*Set tasks*:
A: List every "Total runtime" value reported in the query plans of the PostgreSQL posts.
B: Continue the PostgreSQL posts after their final line.

*Selected excerpt*:
◇ ◇ ◇ ◇
Archive for the ‘SQL’ Category

PostgreSQL AGE() Function Not Indexable

Monday, February 9th, 2009

I was working a project that needed to be able to look up records, from a certain time frame. Interestingly enough, I discovered that the AGE() function cannot use indexes. My workaround, is to create a functional index that extracts the unix timestamp from the TIMESTAMP data type, and uses a BETWEEN clause.

So:

SELECT * FROM my_table
WHERE AGE(NOW(), my_timestamp) <= '1 day'::interval;

Becomes:

CREATE INDEX my_table_epoch_idx ON my_table
  (EXTRACT(epoch FROM my_timestamp));

SELECT * FROM my_table WHERE EXTRACT(epoch FROM my_timestamp)
  BETWEEN EXTRACT(epoch FROM NOW()) - 86400
  AND EXTRACT(epoch FROM NOW());

Both queries fetch items where my_timestamp is less than 24 hours old, but the latter has the ability to use an index.

PostgreSQL And SELECT DISTINCT On Large Tables

Thursday, January 22nd, 2009

I’ve been noticing lately that PostgreSQL’s SELECT DISTINCT operation seems to be un-optimized for large tables. Take a look:

# EXPLAIN ANALYZE SELECT DISTINCT mycol FROM mytable;
QUERY PLAN
------------------------
 Unique (time=3393.085..3615.420 rows=20799 loops=1)
 ->  Sort  (time=3393.082..3514.374 rows=204494 loops=1)
       Sort Key: mycol
       ->  Seq Scan (time=9.455..289.479 rows=204494)
 Total runtime: 3626.724 ms
(5 rows)

Now compare DISTINCT to GROUP BY:

# EXPLAIN ANALYZE SELECT mycol FROM mytable GROUP BY mycol;
QUERY PLAN
------------------------
 HashAggregate (time=415.129..427.497 rows=20799)
   ->  Seq Scan (time=8.127..269.190 rows=204494)
 Total runtime: 433.836 ms
(3 rows)

That’s quite an improvement. 3626.724 ms compared to 433.836 ms. Even with ordering, GROUP BY is still faster:

# EXPLAIN ANALYZE SELECT mycol FROM mytable GROUP BY mycol
ORDER BY mycol;
QUERY PLAN
------------------------
 Sort  (time=642.126..654.545 rows=20799 loops=1)
   Sort Key: mycol
   ->  HashAggregate  (time=408.922..423.040 rows=20799)
         ->  Seq Scan (time=7.519..263.577 rows=204494)
 Total runtime: 661.537 ms
(5 rows)

The main problem seems to be that PostgreSQL is choosing a bad query plan. Lets try forcing PostgreSQL to use an index scan on SELECT DISTINCT:

# SET enable_seqscan = off;
SET
# EXPLAIN ANALYZE SELECT DISTINCT mycol FROM mytable;
QUERY PLAN
------------------------
Unique (actual time=0.013..361.917 rows=20799 loops=1)
◇ ◇ ◇ ◇
*Material*:
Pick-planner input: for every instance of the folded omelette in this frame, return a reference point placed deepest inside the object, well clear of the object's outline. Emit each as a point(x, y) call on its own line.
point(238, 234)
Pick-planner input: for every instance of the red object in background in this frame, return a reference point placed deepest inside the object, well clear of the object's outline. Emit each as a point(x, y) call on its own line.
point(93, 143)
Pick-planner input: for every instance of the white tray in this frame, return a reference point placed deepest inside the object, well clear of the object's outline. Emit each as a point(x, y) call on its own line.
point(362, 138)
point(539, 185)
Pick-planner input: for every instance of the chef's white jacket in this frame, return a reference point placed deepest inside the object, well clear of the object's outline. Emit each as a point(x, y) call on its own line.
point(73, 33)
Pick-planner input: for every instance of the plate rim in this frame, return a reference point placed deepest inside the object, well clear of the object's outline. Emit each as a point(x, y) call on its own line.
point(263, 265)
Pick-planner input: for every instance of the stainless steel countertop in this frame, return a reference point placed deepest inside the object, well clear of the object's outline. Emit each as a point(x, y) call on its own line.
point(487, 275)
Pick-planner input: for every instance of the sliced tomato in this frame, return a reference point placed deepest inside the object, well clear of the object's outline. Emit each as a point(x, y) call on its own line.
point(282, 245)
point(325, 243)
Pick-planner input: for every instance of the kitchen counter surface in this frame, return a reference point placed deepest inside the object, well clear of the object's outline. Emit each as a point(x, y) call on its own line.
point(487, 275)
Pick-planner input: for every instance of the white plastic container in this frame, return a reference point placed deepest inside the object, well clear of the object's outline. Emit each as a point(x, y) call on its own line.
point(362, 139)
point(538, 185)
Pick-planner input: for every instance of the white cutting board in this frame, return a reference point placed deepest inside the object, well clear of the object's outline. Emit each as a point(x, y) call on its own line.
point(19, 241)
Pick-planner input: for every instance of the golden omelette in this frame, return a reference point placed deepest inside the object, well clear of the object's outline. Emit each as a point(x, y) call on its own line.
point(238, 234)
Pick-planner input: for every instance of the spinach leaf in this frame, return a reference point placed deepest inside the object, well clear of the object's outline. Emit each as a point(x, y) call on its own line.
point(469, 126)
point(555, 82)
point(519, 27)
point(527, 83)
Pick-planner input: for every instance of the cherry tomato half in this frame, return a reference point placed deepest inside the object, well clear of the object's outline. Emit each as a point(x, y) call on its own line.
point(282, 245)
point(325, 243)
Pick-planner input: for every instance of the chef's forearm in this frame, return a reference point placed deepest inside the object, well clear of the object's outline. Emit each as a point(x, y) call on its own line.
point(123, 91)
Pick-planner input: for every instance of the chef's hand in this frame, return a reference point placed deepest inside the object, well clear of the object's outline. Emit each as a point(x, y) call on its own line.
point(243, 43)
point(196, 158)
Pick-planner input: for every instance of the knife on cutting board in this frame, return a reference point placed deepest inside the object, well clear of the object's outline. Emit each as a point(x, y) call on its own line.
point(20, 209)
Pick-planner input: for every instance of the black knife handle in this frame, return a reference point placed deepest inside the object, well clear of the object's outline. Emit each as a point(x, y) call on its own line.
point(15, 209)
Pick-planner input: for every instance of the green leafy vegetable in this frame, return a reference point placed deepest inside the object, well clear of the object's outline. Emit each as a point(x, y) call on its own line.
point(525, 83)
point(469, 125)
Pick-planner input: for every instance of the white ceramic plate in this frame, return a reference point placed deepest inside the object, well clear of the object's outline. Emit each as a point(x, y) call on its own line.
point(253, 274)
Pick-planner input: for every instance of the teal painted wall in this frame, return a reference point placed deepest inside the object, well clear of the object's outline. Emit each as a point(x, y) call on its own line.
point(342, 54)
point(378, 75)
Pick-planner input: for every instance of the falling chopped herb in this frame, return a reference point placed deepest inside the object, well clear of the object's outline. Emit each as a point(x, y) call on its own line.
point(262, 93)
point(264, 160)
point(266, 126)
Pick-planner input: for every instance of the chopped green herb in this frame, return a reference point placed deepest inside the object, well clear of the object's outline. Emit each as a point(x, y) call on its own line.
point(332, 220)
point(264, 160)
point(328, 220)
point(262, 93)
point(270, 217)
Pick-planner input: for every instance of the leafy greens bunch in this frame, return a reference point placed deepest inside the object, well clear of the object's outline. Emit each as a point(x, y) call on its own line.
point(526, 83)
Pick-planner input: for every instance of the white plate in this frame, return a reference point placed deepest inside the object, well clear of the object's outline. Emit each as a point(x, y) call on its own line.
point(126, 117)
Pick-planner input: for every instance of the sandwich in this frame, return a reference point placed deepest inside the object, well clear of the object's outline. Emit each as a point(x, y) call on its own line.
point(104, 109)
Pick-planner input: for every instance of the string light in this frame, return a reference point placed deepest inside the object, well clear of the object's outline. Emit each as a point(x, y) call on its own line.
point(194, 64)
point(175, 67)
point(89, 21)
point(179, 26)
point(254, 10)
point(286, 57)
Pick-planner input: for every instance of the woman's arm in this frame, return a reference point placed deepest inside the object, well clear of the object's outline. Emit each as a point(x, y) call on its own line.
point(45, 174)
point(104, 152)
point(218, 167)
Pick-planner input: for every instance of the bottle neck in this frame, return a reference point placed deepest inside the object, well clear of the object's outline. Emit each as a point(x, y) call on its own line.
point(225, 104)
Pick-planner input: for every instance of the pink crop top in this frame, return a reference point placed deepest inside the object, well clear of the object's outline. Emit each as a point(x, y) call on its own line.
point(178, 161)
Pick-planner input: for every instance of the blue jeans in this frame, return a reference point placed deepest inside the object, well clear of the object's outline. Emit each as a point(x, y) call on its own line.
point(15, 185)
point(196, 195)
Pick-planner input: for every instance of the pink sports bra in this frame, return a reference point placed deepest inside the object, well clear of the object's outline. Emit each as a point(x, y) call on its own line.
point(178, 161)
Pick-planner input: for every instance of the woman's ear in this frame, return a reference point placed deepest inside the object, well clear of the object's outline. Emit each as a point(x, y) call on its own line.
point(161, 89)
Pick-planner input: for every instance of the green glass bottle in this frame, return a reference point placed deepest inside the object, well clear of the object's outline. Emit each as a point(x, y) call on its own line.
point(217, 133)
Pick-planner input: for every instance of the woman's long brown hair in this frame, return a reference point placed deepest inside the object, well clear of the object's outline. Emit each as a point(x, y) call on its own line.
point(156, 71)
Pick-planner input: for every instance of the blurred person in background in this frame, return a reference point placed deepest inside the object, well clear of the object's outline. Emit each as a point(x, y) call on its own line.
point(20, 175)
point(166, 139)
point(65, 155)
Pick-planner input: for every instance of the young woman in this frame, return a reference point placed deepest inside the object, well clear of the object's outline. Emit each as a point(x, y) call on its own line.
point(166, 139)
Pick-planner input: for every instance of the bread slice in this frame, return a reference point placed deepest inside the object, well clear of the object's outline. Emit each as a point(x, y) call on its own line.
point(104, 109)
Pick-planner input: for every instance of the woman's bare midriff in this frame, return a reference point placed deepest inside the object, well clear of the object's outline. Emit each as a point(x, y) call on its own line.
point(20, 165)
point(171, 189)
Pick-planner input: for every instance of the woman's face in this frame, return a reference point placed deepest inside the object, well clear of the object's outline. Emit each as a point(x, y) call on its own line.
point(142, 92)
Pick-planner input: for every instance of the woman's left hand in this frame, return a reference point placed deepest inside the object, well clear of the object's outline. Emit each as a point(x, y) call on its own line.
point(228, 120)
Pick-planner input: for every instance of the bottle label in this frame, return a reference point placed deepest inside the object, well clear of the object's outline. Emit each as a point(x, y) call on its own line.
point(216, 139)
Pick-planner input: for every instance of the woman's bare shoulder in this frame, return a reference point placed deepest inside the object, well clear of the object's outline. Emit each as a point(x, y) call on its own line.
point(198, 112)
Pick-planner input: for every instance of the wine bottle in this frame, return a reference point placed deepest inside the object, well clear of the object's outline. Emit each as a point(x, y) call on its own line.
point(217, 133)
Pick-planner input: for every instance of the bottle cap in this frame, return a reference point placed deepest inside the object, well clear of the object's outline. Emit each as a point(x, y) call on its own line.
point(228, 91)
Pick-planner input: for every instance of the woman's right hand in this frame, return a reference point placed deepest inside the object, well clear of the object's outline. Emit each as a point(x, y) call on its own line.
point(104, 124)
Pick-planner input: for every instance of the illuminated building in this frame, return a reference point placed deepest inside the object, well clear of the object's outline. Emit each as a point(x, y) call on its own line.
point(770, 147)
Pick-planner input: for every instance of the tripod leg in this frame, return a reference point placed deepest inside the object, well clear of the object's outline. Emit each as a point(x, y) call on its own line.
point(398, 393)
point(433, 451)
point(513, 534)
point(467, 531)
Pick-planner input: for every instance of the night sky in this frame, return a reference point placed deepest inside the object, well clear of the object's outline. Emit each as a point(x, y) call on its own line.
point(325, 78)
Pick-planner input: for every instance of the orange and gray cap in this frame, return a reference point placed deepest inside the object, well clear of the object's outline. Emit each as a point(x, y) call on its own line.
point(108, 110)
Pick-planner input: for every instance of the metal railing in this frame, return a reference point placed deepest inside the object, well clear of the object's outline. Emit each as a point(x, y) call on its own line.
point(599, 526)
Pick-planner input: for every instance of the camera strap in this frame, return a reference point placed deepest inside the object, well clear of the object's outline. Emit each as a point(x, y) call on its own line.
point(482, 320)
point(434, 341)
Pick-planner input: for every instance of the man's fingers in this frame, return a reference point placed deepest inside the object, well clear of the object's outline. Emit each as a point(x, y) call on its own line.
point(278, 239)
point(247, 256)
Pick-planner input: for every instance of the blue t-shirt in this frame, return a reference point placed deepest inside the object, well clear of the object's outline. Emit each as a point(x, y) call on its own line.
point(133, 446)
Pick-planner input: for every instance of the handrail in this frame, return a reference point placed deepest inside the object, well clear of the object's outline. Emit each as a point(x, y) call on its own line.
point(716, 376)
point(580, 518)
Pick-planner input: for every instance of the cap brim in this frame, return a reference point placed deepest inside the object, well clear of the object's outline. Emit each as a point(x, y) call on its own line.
◇ ◇ ◇ ◇
*Responses*:
A:
3626.724 ms
433.836 ms
661.537 ms

B:
   ->  Index Scan (actual time=0.012..266.856 rows=204494)
 Total runtime: 368.296 ms
(3 rows)

# SET enable_seqscan = on;
SET

Wow! Big improvement. Lets see how that compares to GROUP BY with sequential scans turned off:

# SET enable_seqscan = off;
SET
# EXPLAIN ANALYZE SELECT mycol FROM mytable GROUP BY mycol
ORDER BY mycol;
QUERY PLAN
------------------------
 Group (actual time=0.014..362.013 rows=20799)
   ->  Index Scan (actual time=0.011..267.001 rows=204494)
 Total runtime: 368.201 ms
(3 rows)

# SET enable_seqscan = on;
SET

So, at this point, the two queries are comparable. Tweaking the configuration sometimes causes PostgreSQL to choose a bad plan on other queries, so it seems like if PostgreSQL is choosing a bad plan for a query like this, you can simply turn sequential scans off for it.

PostGIS: Bounding Box Indexing

Friday, December 19th, 2008

You may have seen from my previous post, that I’ve been playing around with PostGIS. I had some more time to dig deeper into it, and I found that, although functions like distance_sphere/ST_distance_sphere aren’t indexable, bounding-box lookups are. Bounding box indexing can be used in conjunction with those functions, to improve the performance of queries, fairly easily.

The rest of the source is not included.